■ **Task 1**: Summarize the Kathleen Mallory text in two sentences.
■ **Task 2**: Carry on the Kathleen Mallory text from its last sentence.

■ **Source document**:

^^^^

Kathleen Mallory - The Sweetheart of Alabama Baptists

Kathleen Mallory


Called "a Christian world citizen" and "the sweetheart of Alabama Baptists," Kathleen Mallory was the longest-serving executive director in the history of WMU. She was petite and deceptively dainty, but under the gracious exterior lay a human dynamo with a passion for the world. That passion remained undiminished through an unprecedented 36 years at the helm of WMU. 

Mallory was born in Selma, Alabama, in 1879. Her father was a lawyer, Selma's mayor, and, for a period of years, president of the Alabama Baptist Convention. Her mother was a staunch member of the Woman's Missionary Society.

Mallory graduated from Goucher College in Baltimore and became engaged the same year to Janney Lupton, a handsome young medical students at Johns Hopkins. They waited to marry until he had set up a practice, but Lupton tragically died of tuberculosis in 1907. She was 28, and the direction of her life completely changed.

In 1909, Mallory's father invited her to attend the state Baptist convention and read a missionary's letter to the WMU group meeting there. That letter from China unfolded her heart to missions.

In short order, 33-year old Mallory was chosen national WMU corresponding secretary (now called executive director). When first presented to WMU as its new leader, she immediately knelt before the assembled body to pray God's blessings on the years ahead. Humbly kneeling in prayer was a pattern she always followed; she frequently had hundreds of women praying in the same manner.

Mallory became one of the best-known and most beloved names in Southern Baptist history. She traveled, spoke, and guided the women of the Southern Baptist Convention and concurrently edited Royal Service. And it was she who wrote the first full-length Manual of WMU Methods.

^^^^

■ **Data supplied**:

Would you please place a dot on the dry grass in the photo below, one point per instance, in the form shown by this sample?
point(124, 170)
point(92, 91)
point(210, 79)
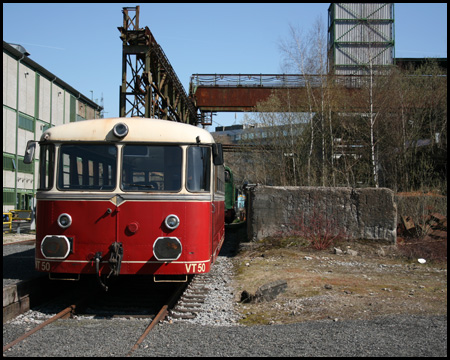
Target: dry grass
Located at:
point(377, 281)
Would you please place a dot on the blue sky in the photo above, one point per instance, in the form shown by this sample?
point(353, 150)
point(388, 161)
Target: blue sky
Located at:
point(80, 43)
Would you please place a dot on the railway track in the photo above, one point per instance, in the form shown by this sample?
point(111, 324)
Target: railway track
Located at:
point(134, 300)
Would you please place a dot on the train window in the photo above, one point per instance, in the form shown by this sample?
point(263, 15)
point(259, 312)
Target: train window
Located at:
point(198, 168)
point(46, 166)
point(87, 167)
point(151, 168)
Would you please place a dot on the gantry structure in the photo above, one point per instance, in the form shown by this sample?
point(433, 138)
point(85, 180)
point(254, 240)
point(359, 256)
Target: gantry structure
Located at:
point(150, 86)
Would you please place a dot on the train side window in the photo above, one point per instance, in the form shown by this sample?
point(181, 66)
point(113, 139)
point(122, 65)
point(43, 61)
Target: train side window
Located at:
point(198, 168)
point(46, 166)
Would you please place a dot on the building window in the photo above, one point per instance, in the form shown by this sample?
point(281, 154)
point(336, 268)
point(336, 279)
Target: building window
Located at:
point(26, 123)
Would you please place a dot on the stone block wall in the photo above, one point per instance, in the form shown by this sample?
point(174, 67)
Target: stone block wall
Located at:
point(367, 213)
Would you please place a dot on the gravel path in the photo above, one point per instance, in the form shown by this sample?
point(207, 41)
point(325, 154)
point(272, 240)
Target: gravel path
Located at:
point(215, 332)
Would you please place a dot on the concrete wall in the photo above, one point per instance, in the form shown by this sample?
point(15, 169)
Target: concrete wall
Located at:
point(363, 213)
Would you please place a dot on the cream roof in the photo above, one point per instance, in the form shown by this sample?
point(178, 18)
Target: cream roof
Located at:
point(140, 129)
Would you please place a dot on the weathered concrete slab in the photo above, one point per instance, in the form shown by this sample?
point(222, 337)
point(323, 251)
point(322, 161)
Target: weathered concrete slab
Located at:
point(367, 213)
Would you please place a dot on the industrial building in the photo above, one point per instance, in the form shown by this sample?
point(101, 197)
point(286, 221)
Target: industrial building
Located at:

^^^^

■ **Answer 1**: Kathleen Mallory, born in Selma, Alabama, in 1879, saw her life change after her fiancé died of tuberculosis in 1907, and in 1909 a missionary's letter from China opened her heart to missions. Chosen national WMU corresponding secretary at 33, she led WMU for 36 years, longer than any other executive director, while traveling, speaking, editing Royal Service, and writing the first full-length Manual of WMU Methods.

■ **Answer 2**:
A woman of self-discipline, she believed that gifts should be "fragrant with self-denial" and spent her 36 years in office living very simply. Mallory never accepted a salary larger than that of a missionary, and on two extended trips to missions fields in Child and South America, she insisted on paying the expenses herself. 

Mallory's motto was Fidelity to the Finish. In January 1929, she proposed that every penny of the Annie Armstrong Easter Offering go to missionary support and none be siphoned off for other needs. This was later hailed as one of the most far-reaching, constructive, and statesmanlike achievements in WMU history. The Great Depression hit, and because of Mallory's proposal, the survival of the Home Mission Board (presently North American Mission Board) was guaranteed during the Depression.

Retiring at age 69, she had boosted WMU to a position of quiet power. Her life and WMU's history became one and the same–inseparable. Mallory's compassion for the world never changed. Thousands remembered her as the woman who knelt in prayer, speaking to God as a child would speak to her father. Her memory remains a testimony to the love of the Lord she served so faithfully.